*** Opening Input data ***

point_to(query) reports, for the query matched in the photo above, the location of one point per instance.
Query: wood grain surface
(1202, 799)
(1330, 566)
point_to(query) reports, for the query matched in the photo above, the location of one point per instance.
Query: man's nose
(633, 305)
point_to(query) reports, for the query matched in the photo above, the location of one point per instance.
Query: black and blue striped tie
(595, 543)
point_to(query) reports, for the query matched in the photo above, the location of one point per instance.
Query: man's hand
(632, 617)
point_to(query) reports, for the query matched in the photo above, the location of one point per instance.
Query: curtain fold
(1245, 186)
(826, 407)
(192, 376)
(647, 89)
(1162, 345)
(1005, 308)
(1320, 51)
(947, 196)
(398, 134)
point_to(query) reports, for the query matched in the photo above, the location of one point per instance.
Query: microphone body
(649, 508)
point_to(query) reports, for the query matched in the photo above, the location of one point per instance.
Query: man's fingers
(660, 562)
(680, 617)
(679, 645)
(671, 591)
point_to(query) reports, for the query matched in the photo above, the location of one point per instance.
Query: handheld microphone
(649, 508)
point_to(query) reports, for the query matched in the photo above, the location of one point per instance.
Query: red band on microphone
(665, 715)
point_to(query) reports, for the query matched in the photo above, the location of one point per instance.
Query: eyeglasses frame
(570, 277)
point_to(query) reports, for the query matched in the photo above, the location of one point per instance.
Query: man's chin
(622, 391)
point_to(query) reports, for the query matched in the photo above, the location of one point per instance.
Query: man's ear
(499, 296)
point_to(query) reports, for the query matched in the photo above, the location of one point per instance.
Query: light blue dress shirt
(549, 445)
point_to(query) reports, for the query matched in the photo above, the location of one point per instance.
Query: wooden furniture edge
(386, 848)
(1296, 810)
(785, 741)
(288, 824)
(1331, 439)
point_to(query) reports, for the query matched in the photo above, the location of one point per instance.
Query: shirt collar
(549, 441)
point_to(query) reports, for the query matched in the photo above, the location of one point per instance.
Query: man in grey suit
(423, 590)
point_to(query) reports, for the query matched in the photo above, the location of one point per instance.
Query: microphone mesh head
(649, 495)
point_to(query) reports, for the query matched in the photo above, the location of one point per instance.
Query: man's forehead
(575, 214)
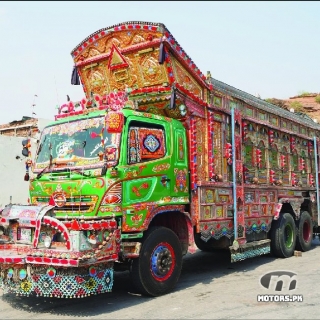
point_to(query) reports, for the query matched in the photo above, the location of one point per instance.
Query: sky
(266, 48)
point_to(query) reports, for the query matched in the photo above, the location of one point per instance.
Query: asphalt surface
(210, 287)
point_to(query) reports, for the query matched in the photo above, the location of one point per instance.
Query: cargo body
(156, 161)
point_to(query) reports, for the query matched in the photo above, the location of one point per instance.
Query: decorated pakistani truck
(155, 161)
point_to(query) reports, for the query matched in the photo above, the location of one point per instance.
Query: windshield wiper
(44, 169)
(81, 172)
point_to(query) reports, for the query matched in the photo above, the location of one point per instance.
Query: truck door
(148, 169)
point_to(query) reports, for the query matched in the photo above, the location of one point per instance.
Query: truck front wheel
(283, 236)
(158, 268)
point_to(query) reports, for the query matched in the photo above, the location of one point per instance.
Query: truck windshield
(81, 143)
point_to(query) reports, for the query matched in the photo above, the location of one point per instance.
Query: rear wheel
(158, 267)
(304, 236)
(283, 236)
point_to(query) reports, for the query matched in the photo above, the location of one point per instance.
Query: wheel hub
(161, 262)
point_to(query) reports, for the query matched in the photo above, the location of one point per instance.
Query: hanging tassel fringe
(75, 77)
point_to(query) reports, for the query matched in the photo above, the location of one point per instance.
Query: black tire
(202, 245)
(157, 270)
(283, 236)
(305, 232)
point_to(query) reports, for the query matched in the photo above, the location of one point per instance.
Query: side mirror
(25, 147)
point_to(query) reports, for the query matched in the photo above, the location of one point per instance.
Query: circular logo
(59, 199)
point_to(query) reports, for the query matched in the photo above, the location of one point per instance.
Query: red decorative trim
(53, 261)
(98, 225)
(11, 259)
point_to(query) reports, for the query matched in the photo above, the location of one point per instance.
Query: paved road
(210, 287)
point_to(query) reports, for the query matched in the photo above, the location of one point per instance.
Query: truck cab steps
(249, 250)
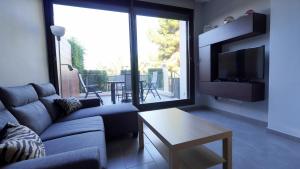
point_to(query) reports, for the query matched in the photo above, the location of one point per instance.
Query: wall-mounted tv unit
(242, 65)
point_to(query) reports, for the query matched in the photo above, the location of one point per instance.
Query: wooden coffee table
(179, 137)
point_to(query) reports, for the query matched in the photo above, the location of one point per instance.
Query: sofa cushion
(47, 94)
(23, 103)
(20, 143)
(44, 90)
(54, 110)
(62, 129)
(6, 116)
(105, 110)
(82, 113)
(120, 119)
(78, 141)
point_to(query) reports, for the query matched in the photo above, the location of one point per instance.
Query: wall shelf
(249, 92)
(210, 45)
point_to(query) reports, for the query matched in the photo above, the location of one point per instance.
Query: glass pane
(96, 44)
(162, 55)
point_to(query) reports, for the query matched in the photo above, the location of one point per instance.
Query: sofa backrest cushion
(6, 116)
(47, 95)
(23, 103)
(44, 90)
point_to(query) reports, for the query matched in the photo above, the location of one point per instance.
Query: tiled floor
(253, 148)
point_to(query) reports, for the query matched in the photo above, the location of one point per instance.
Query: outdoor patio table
(113, 84)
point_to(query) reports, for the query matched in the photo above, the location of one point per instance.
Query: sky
(105, 35)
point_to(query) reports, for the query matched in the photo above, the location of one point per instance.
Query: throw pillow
(69, 105)
(20, 143)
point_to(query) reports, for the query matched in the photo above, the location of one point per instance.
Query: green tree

*** Closing Input data ***

What you are asked to do: Set the listing down exactly, without its pictures.

Solution:
point_to(query) reports, for the query matched in the photo above, the location of one point per instance.
Query: wood grain surface
(1202, 799)
(1330, 566)
point_to(query) reports, for the query matched in the photo above, the location of one point per instance.
Query: man's nose
(633, 305)
point_to(query) reports, for the query matched in the photo above, the location of one point per instance.
Query: black and blue striped tie
(595, 543)
point_to(query) reports, for the query matched in the photo above, the location of one point per instance.
Query: man's hand
(632, 617)
point_to(query) reports, for the query matched in the photo above, the location of one point per instance.
Query: curtain fold
(1245, 186)
(826, 407)
(192, 376)
(647, 89)
(1162, 345)
(1005, 308)
(1320, 51)
(947, 196)
(398, 134)
point_to(query) reports, for the query matched in the photo above, the location of one point per instance.
Query: microphone body
(649, 508)
point_to(query) reports, for the query matched in the photo above, the location of one point per instance.
Query: man's fingers
(660, 562)
(680, 617)
(679, 645)
(671, 591)
point_to(query) reports, for the query matched in the photo above, the location of one point per instance.
Query: handheld microphone
(649, 508)
point_to(query) reports, for the query matched in the photo above, the location of one point per instance.
Query: red band on microphone
(665, 715)
point_to(query) reports, for the query matched in the photo above, the location of one point per instance.
Query: eyeglasses frame
(570, 277)
point_to(query) reports, for the query matched in the photo above, the location of one point per instance.
Query: man's chin
(622, 391)
point_to(query) reports, for the query matched in the photo above, the location of one point per instance.
Query: man's ear
(499, 296)
point_to(query) reports, for the query matched in the photo above, the location of one point per instance.
Query: light blue dress shirt
(549, 445)
point_to(query) reports, for the query matched in the photo above, the location of one point per instance.
Query: wooden furniture edge
(386, 848)
(1296, 810)
(785, 741)
(288, 824)
(1331, 439)
point_to(query) reports, for the query matched in the photo above, the location of one point per instance.
Query: shirt collar
(549, 441)
point_to(query) reports, for the query matched in the photo above, the location of one point per instance.
Query: man in grey suit
(423, 590)
point_to(query) reports, for the query matched in the photo above, the location of one point per instance.
Query: microphone mesh head
(649, 495)
point_to(query) reports, for the query matched in the photo above, the location of one point per instance.
Query: man's forehead
(575, 214)
point_to(query) reports, for the query matched in the photo above, the location of one point per instance.
Query: sky
(266, 48)
point_to(query) reports, for the query matched in the photo above, the location of one point per instance.
Query: asphalt surface
(210, 287)
point_to(query) reports, for the query matched in the photo above, the location of one point per instance.
Query: cargo body
(156, 161)
point_to(query) reports, for the query matched in the photo above, the location of one point per instance.
Query: decorated pakistani truck
(155, 161)
point_to(query) reports, for the query matched in the photo above, the location of one point per instance.
Query: windshield wiper
(44, 169)
(81, 172)
point_to(query) reports, for the query matched in the photo above, the location of one point per instance.
Query: truck door
(148, 169)
point_to(query) reports, for the query matched in the photo above, the location of one point per instance.
Query: truck front wheel
(283, 236)
(158, 268)
point_to(query) reports, for the query matched in the photo above, the location of one point per instance.
Query: truck windshield
(81, 143)
point_to(query) reports, for the query matched in the photo above, the location of one point per instance.
Query: rear wheel
(158, 267)
(304, 236)
(283, 236)
point_to(query) reports, for the query matched in the photo above, the location of one point per instance.
Query: wheel hub
(161, 262)
point_to(query) reports, for the query matched in the photo above, the location of one point per instance.
Query: hanging tassel fringe
(75, 77)
point_to(query) reports, for the query matched in the photo above, the location of one point per instance.
Query: black tire
(202, 245)
(157, 270)
(283, 236)
(305, 232)
point_to(query) reports, for the query matched in the photo above, the location of one point per instance.
Query: side mirror
(25, 147)
point_to(query) reports, for the query matched in the photo above, the location of one point per instance.
Query: circular logo
(59, 199)
point_to(query) reports, for the query matched in the photo above, the location of one point per instance.
Query: red decorative trim
(53, 261)
(98, 225)
(11, 259)
point_to(query) reports, for the query matched in the photo above, the location of one point per instance.
Query: paved road
(210, 287)
point_to(query) reports, for the query matched in the photo above, the location of one point per instance.
Query: truck cab steps
(249, 250)
point_to(query) reports, for the query matched in the photo above, the location of one point per instance.
Query: wall-mounted tv unit
(242, 65)
point_to(query) reports, for the query matched in the photo above, the location of one point per instance.
Query: wooden coffee table
(179, 137)
point_to(query) reports, for the query matched in the photo above, the location of one point per instance.
Query: sofa cushion
(47, 94)
(23, 103)
(20, 143)
(44, 90)
(54, 110)
(62, 129)
(6, 116)
(105, 110)
(82, 113)
(120, 119)
(78, 141)
point_to(query) reports, for the query matched in the photo above, the location of one point per instance.
Query: wall shelf
(249, 92)
(210, 45)
point_to(query) reports, for the query matched in the photo above, the location of one point per instance.
Query: glass pane
(96, 44)
(162, 55)
point_to(query) reports, for the query matched in the photo above, the location of one point per instance.
Query: sofa backrest cushion
(6, 116)
(47, 95)
(23, 103)
(44, 90)
point_to(query) reports, for the query matched in the photo above, the location of one point per instance.
Query: tiled floor
(253, 148)
point_to(query) reports, for the query matched in the photo above, the location of one point per instance.
Query: outdoor patio table
(113, 84)
point_to(query) reports, for the query matched in the photo above, the location of one point per instance.
Query: sky
(105, 35)
point_to(query) reports, for the query matched in the photo above, the location of one point per instance.
Query: throw pillow
(69, 105)
(20, 143)
point_to(query) reports, for the query matched in the photo above, the location of one point per instance.
Query: green tree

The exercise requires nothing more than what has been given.